### Required work
Can you restate the lines of the entries below, word for word, from the first one through the line that includes "Target: tree trunk"?

(Records from a data source)
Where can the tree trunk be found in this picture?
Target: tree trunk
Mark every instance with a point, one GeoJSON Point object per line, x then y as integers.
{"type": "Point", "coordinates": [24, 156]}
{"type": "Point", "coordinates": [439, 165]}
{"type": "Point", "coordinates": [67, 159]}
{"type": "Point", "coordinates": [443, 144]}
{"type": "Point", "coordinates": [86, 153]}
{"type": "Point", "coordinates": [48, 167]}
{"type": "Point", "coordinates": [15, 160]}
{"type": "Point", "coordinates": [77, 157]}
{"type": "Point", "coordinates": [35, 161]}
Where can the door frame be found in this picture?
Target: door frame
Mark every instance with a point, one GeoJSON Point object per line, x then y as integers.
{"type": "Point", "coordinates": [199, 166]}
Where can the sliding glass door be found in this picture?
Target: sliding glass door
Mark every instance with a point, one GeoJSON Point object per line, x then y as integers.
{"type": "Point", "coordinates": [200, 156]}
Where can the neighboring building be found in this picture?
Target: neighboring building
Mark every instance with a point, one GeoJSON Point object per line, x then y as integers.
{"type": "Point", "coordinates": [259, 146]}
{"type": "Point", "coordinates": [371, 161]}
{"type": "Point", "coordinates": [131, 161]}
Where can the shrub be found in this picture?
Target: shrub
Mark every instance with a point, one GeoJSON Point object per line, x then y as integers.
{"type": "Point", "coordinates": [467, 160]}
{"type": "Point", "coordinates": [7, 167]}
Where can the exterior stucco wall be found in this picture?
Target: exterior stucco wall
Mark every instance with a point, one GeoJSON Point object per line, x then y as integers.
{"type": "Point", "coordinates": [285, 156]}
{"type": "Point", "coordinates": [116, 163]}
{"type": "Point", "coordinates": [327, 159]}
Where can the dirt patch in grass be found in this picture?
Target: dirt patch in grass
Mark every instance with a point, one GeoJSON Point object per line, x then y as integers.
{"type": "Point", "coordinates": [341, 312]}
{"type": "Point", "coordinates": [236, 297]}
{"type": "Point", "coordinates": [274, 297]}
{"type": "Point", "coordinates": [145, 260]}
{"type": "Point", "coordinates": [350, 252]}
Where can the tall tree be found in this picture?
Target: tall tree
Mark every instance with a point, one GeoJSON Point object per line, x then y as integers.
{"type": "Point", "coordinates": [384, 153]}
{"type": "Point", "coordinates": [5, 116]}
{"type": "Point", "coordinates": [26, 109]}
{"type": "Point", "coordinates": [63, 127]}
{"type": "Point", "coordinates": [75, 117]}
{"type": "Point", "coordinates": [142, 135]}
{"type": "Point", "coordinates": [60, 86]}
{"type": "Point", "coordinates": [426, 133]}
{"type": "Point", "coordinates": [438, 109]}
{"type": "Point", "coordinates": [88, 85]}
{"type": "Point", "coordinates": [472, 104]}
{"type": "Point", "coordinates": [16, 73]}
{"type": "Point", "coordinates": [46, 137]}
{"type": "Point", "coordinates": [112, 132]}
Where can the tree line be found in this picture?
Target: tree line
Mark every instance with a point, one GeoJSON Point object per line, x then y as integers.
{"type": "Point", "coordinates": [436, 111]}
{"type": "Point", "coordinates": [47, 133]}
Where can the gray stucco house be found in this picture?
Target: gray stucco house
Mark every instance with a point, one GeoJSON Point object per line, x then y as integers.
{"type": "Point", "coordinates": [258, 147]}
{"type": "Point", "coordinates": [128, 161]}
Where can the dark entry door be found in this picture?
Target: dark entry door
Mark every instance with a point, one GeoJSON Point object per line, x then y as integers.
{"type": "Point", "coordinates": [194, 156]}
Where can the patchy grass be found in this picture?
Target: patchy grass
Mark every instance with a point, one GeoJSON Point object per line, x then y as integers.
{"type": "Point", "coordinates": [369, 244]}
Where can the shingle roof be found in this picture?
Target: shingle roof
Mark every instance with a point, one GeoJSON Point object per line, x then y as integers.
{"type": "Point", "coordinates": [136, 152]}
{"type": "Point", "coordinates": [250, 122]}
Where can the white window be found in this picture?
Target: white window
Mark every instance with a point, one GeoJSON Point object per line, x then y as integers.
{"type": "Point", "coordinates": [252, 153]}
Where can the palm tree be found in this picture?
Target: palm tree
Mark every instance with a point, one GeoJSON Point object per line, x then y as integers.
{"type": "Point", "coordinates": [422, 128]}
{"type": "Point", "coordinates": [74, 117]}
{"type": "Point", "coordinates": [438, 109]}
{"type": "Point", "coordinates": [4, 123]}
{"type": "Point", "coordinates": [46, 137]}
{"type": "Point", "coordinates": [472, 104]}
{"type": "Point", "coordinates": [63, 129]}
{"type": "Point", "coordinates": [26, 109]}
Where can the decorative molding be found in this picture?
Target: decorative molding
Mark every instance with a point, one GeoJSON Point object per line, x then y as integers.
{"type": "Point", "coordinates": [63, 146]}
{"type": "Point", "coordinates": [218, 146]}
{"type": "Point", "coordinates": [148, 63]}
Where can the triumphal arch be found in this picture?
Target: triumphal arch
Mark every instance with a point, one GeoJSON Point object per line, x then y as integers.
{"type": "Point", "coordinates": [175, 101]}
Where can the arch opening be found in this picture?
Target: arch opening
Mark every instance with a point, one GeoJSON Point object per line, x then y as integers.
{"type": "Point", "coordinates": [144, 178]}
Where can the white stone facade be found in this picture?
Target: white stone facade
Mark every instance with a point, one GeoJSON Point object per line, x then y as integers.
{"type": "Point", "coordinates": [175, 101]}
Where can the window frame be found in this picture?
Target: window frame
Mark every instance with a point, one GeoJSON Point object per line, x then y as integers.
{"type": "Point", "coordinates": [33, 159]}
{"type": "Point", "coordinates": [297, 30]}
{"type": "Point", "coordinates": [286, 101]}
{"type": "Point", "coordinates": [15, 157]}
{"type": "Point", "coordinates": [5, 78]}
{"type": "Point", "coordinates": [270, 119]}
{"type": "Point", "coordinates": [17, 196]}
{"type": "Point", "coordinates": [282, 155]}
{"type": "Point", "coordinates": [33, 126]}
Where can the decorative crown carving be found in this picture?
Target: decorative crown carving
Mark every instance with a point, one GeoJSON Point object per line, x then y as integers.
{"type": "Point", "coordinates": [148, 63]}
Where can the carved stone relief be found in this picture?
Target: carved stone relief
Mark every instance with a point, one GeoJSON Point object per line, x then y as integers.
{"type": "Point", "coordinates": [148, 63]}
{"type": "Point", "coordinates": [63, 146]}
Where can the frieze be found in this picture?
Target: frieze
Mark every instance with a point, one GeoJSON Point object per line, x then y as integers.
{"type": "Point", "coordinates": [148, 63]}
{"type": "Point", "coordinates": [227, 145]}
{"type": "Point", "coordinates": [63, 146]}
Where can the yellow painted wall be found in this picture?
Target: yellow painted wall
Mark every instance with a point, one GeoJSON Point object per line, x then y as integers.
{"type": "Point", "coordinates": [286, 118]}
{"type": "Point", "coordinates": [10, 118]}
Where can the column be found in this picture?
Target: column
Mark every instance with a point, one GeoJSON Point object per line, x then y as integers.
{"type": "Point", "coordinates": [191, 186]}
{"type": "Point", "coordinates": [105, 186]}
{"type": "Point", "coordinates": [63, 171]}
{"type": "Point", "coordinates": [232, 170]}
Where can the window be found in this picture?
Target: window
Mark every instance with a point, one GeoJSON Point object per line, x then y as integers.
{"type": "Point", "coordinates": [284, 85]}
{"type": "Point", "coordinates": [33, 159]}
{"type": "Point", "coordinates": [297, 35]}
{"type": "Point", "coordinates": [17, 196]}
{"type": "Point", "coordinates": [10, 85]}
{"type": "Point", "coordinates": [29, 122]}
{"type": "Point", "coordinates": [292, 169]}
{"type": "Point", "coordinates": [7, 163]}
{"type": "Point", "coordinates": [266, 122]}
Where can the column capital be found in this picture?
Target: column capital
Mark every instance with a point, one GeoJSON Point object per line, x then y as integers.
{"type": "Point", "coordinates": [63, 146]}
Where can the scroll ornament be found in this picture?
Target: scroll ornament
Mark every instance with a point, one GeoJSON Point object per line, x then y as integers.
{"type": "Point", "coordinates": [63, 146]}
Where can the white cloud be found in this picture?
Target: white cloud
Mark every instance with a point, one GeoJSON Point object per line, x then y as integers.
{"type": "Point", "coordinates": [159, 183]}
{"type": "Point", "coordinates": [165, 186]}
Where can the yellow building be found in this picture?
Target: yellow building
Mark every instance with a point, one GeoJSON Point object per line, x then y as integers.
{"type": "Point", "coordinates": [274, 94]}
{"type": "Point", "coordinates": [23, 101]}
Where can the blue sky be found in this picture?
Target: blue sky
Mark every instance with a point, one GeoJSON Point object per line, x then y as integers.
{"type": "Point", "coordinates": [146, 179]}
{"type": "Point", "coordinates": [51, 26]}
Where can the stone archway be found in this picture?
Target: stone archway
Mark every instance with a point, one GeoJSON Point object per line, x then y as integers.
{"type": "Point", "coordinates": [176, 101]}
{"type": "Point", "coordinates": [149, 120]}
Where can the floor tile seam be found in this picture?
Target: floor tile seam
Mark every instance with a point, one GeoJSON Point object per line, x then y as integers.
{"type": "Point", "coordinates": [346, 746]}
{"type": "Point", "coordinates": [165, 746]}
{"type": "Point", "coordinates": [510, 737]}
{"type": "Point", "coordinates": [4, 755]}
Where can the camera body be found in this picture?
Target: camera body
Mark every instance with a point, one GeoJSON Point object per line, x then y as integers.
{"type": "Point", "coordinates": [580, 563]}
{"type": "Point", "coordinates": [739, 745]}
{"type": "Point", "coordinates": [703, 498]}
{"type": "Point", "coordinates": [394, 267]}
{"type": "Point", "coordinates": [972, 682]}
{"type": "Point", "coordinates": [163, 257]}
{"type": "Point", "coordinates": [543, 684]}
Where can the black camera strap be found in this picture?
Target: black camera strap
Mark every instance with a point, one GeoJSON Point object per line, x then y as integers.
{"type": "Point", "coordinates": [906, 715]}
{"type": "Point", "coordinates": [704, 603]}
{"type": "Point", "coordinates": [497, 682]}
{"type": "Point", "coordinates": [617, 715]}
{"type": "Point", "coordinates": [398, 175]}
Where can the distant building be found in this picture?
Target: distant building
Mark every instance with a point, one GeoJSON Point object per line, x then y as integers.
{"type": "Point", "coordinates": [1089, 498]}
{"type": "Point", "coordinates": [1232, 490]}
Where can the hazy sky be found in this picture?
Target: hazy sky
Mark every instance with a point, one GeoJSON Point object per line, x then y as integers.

### Answer section
Where can the tree trunk be found in this picture?
Target: tree trunk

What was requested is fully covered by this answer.